━━━━━ THE RECORDS
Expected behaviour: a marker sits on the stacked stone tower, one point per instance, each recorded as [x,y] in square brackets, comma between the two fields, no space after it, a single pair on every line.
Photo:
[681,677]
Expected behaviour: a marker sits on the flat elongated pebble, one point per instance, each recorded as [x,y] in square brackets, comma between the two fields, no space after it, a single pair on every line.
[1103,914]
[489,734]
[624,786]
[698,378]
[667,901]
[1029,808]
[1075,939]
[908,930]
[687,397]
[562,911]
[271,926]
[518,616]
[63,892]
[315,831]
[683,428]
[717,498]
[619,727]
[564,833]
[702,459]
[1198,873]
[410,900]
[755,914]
━━━━━━━━━━
• _TO DO_
Each line above must be retyped exactly in the response.

• _PROBLEM SOLUTION_
Expected behaviour: a marker sits on the stacked stone tower, one point per instance, each recorded as [x,y] in square brackets, comma between the two fields, no space after it, a single pair on every line.
Photo:
[681,677]
Expected behaviour: a marker sits on the flat elongated pebble, one point per instance, each recorded as [x,y] in square brackets, comma between the two fields, no space after it, a single pair on every line.
[1103,914]
[489,734]
[624,786]
[698,378]
[667,901]
[1029,808]
[1075,939]
[908,930]
[687,397]
[562,911]
[271,926]
[518,616]
[63,892]
[315,831]
[683,428]
[717,498]
[619,727]
[564,833]
[702,459]
[1198,873]
[410,900]
[755,914]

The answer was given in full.